● EXTRACT TO READ
History of NCRC

NCRC History

The NCRC is located in the city of Kannapolis, just north of Charlotte. In the 20th century, Kannapolis was home to Cannon Mills, the largest manufacturer of sheets and towels in the world. At its peak, the mill employed almost 25,000 people. Building on that legacy, the 350-acre NCRC sits on the former Cannon Mills site in downtown Kannapolis.

Textile Town
JW Cannon built the mill on 808 acres that he bought in 1906. The mill opened for operations in 1908. The "model mill town" of Kannapolis was built around the mill growing to include 1,600 houses built for employees, a YMCA, movie theater, daycare center and hospital. The village of Kannapolis continued to grow incorporating as a city in 1984.

In 1982, Pacific Holding Company, which was owned by David Murdock, the founder and visionary behind the NCRC, purchased Cannon Mills Company and surrounding property. In 1986, Pacific Holding Company sold the bed and bath operations of Cannon Mills to Fieldcrest Mills forming Fieldcrest Cannon. Murdock retained the real estate surrounding the mills.

The mill was bought by Pillowtex Corporation of Dallas in 1997. Bankrupt, Pillowtex closed on July 30, 2003. The closure was the largest one-day layoff in North Carolina history displacing 7,650 people nationwide, 4,340 of whom lived in Kannapolis and the surrounding counties. The closure of the mill spurred Murdock's interest in returning productive industry and jobs to Kannapolis.

● ACTION ITEM A
List every facility that the NCRC history says was built in the model mill town of Kannapolis around the mill.
● ACTION ITEM B
Resume the NCRC history after its final sentence.

Records from a collection:
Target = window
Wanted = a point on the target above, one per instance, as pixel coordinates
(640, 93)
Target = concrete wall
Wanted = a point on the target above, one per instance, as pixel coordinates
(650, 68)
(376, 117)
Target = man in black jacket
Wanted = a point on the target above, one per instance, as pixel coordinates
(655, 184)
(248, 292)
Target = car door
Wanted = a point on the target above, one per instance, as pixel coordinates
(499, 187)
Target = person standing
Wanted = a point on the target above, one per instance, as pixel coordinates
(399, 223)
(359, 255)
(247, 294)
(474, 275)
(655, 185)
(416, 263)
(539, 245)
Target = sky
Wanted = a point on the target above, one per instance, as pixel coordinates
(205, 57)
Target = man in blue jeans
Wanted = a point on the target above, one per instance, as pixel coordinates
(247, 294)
==
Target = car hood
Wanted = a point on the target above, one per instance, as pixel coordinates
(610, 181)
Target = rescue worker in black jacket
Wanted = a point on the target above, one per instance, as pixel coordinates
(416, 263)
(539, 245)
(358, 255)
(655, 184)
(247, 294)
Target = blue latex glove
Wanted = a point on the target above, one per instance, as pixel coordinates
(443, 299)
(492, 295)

● WRITTEN ANSWER A
- 1,600 houses for employees
- A YMCA
- A movie theater
- A daycare center
- A hospital

● WRITTEN ANSWER B
Biotech Center
Murdock purchased the former mill site at auction in December 2004. In September 2005, Murdock announced in front of the mill's former headquarters the plans for a $1.5 billion scientific and economic revitalization project called the North Carolina Research Campus. Those attending included US Senator Elizabeth Dole, US Senator Richard Burr, US Congressman (and great-grandson of Kannapolis' founder JW Cannon) Robin Hayes, and then-UNC President Molly Corbett Broad, as well as many other political and academic leaders from the state of North Carolina.

The NCRC progressed quickly with the groundbreaking for the first building, the 311,000-square-foot David H. Murdock Core Laboratory, held on February 23, 2006. A month later, DH Griffin, Inc. of Greensboro coordinated the first implosion of the former mill buildings, which was reported to be the second largest implosion in US history. In all, six million square feet of antiquated textile buildings were imploded or demolished to make way for the NCRC.

In another gala ceremony on September 24, 2007, outside the David H. Murdock Core Lab, a $35 million gift from Murdock to Duke University was announced to fund the Measurement to Understand the Reclassification of Disease in Cabarrus and Kannapolis. The Duke-led M.U.R.D.O.C.K. Study is an intergenerational study much like the world-renowned Framingham Study in Massachusetts.

Since that time, the NCRC has expanded to include universities, business partners, over 130 employees, and five buildings- the David H. Murdock Core Laboratory, the Plants for Human Health Institute, the Nutrition Research Institute, the Rowan-Cabarrus Community College Biotechnology Training Center, and the LabCorp Biorepository. Future plans for the campus include additional wetlab, office space, medical office space, a conference center, wellness center, retail area, and housing.